• **Task**
Please report, as a single number, how many lines in the entries include the string "pillow".

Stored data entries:
========================================

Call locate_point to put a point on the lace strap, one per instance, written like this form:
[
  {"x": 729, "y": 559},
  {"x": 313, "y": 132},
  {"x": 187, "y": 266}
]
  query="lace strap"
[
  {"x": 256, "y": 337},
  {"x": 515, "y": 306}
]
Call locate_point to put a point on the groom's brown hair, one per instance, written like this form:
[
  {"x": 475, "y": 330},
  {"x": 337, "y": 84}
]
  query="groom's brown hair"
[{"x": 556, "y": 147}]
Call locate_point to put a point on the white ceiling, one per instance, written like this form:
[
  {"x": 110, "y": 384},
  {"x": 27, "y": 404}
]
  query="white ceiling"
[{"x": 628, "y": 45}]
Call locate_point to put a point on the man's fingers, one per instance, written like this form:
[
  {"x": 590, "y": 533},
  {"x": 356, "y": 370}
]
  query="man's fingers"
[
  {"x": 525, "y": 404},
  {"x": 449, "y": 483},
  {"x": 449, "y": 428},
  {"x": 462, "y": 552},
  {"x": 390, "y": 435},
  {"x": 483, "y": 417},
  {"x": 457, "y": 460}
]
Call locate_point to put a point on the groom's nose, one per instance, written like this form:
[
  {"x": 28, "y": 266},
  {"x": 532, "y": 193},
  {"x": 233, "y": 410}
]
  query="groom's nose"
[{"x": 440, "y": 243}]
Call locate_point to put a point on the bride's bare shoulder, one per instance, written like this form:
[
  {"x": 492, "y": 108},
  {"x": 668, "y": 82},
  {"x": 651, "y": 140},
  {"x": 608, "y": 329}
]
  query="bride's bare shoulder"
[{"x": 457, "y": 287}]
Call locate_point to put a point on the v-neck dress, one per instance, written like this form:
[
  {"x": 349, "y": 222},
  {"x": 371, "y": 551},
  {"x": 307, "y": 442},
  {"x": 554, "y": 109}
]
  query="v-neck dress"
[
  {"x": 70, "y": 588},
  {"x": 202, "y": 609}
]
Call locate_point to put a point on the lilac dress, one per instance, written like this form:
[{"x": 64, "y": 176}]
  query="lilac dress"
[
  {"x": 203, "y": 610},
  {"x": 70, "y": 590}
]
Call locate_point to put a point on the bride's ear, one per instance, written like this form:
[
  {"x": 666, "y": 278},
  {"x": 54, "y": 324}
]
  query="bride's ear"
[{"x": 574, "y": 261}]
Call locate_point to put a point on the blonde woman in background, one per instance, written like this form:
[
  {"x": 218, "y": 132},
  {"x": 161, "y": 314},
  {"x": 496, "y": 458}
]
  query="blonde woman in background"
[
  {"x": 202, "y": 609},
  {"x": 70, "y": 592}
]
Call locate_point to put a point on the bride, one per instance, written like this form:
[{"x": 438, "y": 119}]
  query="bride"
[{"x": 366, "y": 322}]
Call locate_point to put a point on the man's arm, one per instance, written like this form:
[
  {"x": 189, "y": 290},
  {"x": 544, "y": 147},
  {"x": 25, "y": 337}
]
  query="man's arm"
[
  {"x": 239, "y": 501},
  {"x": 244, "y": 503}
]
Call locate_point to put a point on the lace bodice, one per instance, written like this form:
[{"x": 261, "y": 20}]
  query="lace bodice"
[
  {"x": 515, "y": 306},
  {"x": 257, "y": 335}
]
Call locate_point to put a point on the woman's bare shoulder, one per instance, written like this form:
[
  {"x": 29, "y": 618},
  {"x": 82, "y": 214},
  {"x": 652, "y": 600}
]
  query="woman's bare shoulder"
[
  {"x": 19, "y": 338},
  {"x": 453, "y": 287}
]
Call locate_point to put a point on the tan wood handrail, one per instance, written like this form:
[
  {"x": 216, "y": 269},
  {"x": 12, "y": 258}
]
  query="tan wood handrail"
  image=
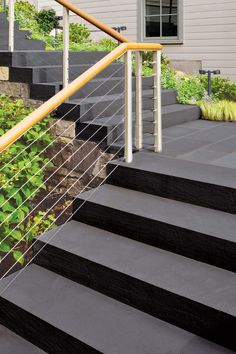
[{"x": 46, "y": 108}]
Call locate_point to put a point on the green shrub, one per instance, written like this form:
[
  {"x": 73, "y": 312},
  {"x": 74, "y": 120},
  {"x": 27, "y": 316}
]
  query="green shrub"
[
  {"x": 25, "y": 14},
  {"x": 218, "y": 111},
  {"x": 222, "y": 88},
  {"x": 168, "y": 79},
  {"x": 46, "y": 20},
  {"x": 78, "y": 33},
  {"x": 190, "y": 89},
  {"x": 21, "y": 179}
]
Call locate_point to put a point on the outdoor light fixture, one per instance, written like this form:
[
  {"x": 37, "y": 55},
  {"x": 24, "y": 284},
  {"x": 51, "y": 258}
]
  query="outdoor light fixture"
[{"x": 209, "y": 73}]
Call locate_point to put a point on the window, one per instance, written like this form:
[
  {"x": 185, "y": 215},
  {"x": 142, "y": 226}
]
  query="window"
[{"x": 161, "y": 20}]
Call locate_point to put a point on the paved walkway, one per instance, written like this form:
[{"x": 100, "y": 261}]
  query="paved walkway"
[{"x": 202, "y": 141}]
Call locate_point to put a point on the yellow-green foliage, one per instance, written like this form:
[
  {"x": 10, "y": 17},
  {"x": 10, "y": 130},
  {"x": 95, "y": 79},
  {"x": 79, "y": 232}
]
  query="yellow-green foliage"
[{"x": 220, "y": 111}]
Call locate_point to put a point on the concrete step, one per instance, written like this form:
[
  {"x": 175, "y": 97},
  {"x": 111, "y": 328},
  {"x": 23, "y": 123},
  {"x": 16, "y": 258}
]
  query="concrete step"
[
  {"x": 102, "y": 127},
  {"x": 200, "y": 184},
  {"x": 192, "y": 231},
  {"x": 47, "y": 73},
  {"x": 10, "y": 343},
  {"x": 52, "y": 58},
  {"x": 97, "y": 87},
  {"x": 61, "y": 316},
  {"x": 178, "y": 290}
]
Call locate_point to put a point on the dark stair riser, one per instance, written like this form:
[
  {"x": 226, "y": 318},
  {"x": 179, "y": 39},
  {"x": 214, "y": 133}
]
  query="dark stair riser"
[
  {"x": 107, "y": 107},
  {"x": 92, "y": 89},
  {"x": 188, "y": 243},
  {"x": 40, "y": 333},
  {"x": 173, "y": 187},
  {"x": 192, "y": 316},
  {"x": 106, "y": 132},
  {"x": 23, "y": 44},
  {"x": 52, "y": 74},
  {"x": 52, "y": 58},
  {"x": 88, "y": 129}
]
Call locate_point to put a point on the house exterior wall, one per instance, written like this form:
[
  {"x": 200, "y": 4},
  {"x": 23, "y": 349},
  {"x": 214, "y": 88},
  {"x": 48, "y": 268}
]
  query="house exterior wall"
[
  {"x": 209, "y": 35},
  {"x": 209, "y": 29}
]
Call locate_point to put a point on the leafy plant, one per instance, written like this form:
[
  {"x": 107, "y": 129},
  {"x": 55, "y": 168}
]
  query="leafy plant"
[
  {"x": 190, "y": 89},
  {"x": 79, "y": 33},
  {"x": 168, "y": 79},
  {"x": 25, "y": 14},
  {"x": 222, "y": 88},
  {"x": 21, "y": 179},
  {"x": 219, "y": 111},
  {"x": 46, "y": 20}
]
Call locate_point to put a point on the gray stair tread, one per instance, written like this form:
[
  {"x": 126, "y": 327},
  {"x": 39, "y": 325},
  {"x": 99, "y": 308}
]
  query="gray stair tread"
[
  {"x": 191, "y": 217},
  {"x": 118, "y": 119},
  {"x": 93, "y": 80},
  {"x": 194, "y": 280},
  {"x": 97, "y": 320},
  {"x": 152, "y": 162},
  {"x": 10, "y": 343},
  {"x": 179, "y": 107},
  {"x": 59, "y": 66}
]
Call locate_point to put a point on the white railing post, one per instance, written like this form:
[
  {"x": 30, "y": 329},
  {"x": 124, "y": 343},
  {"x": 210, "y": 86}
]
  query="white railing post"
[
  {"x": 128, "y": 107},
  {"x": 139, "y": 105},
  {"x": 66, "y": 41},
  {"x": 11, "y": 18},
  {"x": 157, "y": 102}
]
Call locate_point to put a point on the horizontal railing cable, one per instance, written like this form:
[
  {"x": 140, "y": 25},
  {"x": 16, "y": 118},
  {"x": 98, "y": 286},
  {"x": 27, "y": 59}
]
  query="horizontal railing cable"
[
  {"x": 51, "y": 208},
  {"x": 63, "y": 148},
  {"x": 75, "y": 152},
  {"x": 73, "y": 213},
  {"x": 65, "y": 115}
]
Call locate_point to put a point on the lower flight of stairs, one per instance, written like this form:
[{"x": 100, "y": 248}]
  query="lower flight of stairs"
[{"x": 147, "y": 265}]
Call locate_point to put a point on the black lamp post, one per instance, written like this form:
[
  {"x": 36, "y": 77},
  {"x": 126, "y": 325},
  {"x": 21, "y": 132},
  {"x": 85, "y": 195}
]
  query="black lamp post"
[{"x": 209, "y": 73}]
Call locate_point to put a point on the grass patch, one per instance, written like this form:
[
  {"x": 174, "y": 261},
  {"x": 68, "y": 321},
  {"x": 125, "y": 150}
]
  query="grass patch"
[{"x": 218, "y": 111}]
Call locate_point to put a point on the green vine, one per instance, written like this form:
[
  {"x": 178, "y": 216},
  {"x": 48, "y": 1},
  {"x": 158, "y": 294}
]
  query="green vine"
[{"x": 21, "y": 180}]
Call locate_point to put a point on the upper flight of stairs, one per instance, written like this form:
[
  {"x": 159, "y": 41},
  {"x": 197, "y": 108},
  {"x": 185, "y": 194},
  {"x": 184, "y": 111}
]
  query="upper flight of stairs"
[
  {"x": 21, "y": 37},
  {"x": 101, "y": 100},
  {"x": 145, "y": 266}
]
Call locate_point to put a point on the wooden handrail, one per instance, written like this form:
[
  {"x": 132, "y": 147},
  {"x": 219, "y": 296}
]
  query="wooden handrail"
[
  {"x": 116, "y": 35},
  {"x": 46, "y": 108}
]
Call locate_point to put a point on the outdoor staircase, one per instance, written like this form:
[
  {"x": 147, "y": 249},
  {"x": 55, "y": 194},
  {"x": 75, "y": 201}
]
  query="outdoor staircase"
[
  {"x": 147, "y": 265},
  {"x": 42, "y": 70}
]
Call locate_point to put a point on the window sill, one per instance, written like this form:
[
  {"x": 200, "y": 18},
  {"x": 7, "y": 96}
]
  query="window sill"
[{"x": 163, "y": 41}]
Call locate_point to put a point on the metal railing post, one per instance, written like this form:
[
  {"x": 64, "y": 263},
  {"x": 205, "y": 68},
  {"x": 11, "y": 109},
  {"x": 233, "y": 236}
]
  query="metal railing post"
[
  {"x": 66, "y": 41},
  {"x": 128, "y": 107},
  {"x": 157, "y": 102},
  {"x": 139, "y": 105},
  {"x": 11, "y": 18}
]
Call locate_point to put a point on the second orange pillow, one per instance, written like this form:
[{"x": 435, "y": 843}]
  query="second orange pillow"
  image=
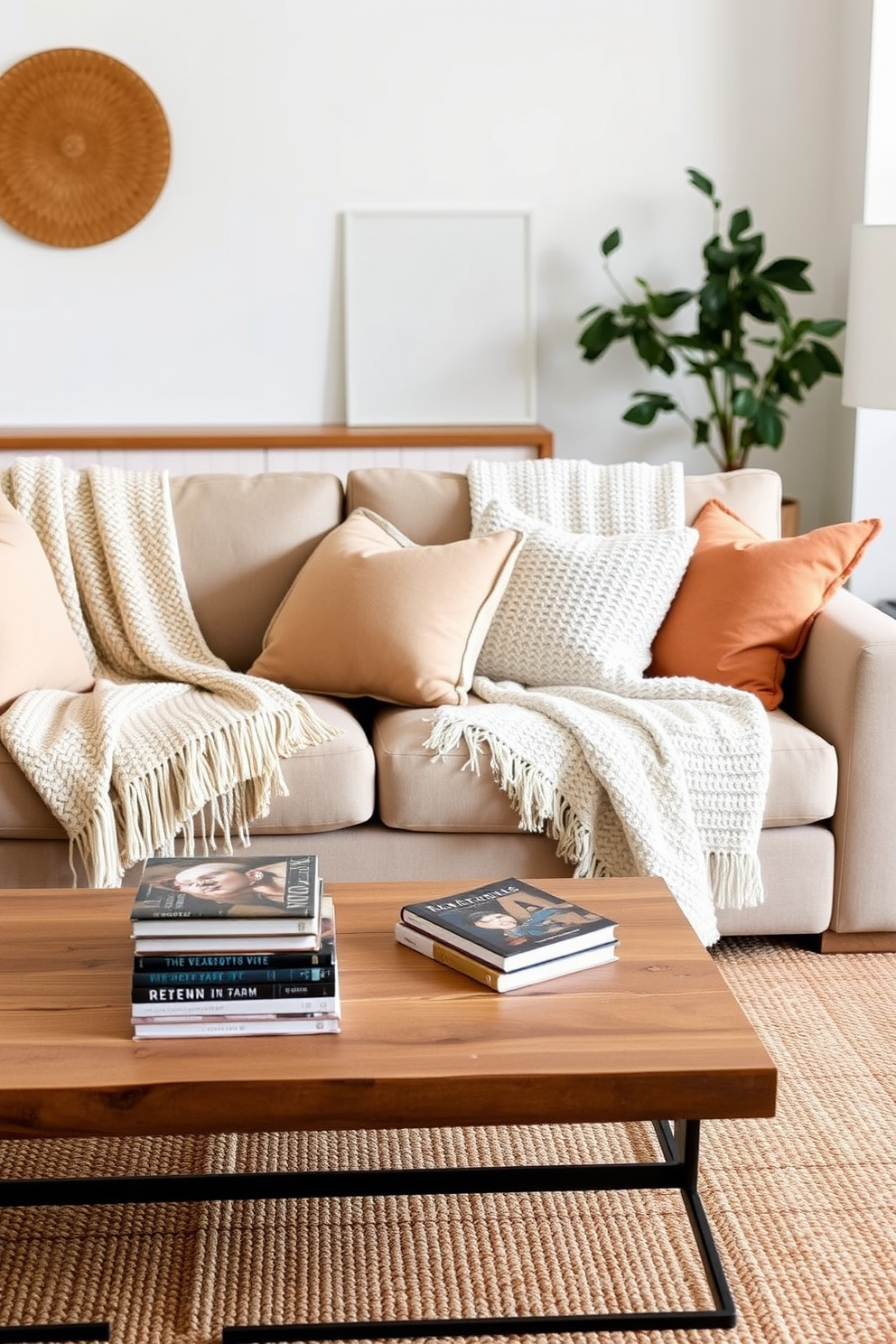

========================================

• **Task result**
2